** start **

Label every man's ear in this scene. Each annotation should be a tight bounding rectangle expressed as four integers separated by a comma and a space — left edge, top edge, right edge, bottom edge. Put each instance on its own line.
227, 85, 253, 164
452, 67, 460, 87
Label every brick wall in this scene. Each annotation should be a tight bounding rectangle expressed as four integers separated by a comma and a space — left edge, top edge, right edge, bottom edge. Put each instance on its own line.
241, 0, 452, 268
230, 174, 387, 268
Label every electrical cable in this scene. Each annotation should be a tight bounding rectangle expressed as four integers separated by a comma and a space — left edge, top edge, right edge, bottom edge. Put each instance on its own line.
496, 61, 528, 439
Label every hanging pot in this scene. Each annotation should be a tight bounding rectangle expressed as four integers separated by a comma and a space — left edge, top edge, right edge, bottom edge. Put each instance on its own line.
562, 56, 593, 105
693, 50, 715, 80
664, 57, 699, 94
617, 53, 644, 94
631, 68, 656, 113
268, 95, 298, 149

** end **
** start **

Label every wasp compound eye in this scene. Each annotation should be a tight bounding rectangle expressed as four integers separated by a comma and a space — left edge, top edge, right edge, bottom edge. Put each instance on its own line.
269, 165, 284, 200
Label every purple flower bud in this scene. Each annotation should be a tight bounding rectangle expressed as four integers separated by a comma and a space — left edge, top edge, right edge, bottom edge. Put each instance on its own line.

** end **
** start **

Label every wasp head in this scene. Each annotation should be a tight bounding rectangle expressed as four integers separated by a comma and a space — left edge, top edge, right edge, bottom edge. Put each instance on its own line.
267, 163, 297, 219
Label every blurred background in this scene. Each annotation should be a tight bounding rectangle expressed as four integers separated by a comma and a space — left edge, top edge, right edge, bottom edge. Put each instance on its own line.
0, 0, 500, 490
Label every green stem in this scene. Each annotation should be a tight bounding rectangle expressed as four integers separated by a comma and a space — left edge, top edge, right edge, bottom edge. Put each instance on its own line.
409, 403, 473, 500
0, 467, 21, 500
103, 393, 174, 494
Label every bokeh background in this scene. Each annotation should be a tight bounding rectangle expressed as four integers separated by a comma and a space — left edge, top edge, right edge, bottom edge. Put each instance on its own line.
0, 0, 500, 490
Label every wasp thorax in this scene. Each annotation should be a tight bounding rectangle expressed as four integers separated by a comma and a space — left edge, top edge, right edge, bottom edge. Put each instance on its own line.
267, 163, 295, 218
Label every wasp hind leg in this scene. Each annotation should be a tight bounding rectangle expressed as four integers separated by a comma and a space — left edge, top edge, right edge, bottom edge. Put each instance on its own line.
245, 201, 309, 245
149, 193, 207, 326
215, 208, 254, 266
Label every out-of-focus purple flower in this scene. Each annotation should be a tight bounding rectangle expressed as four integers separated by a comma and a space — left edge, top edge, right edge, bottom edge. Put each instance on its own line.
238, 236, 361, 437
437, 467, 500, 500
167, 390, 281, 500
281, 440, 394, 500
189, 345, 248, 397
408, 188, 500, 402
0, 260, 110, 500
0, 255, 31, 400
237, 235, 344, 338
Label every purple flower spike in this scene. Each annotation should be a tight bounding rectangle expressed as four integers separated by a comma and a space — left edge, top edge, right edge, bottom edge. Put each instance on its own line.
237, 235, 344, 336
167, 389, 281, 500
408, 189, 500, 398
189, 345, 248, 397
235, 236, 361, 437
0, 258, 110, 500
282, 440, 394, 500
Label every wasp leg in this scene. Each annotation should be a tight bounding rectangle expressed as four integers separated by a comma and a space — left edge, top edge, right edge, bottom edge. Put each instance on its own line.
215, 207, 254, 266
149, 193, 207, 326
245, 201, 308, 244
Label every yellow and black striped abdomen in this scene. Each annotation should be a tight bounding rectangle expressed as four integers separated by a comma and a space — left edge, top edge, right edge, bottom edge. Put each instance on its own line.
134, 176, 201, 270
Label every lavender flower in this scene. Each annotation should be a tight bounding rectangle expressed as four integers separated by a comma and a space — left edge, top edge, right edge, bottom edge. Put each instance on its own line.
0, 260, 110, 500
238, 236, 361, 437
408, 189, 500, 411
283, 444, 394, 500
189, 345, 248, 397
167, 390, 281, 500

** end **

→ YOUR GOAL
Recast the records from the line containing "Label every wasp compound" through the line containing "Label every purple flower bud" as a numbered list, including both of those lines and omitting any blank lines.

→ SOLUTION
1. Label every wasp compound eye in this scene. Each annotation should be a tight bounding rectangle expressed as four integers separated by a comma and a space — left edge, top edge, right edge, bottom edge. Put each instance on its own line.
2. 269, 165, 284, 200
3. Label every purple flower bud in this scene. Each annotation should be a tight bounding rectangle expressed as four integers separated by a comma and a space — left edge, top edge, right edge, bottom edge. Put each instance on its own line.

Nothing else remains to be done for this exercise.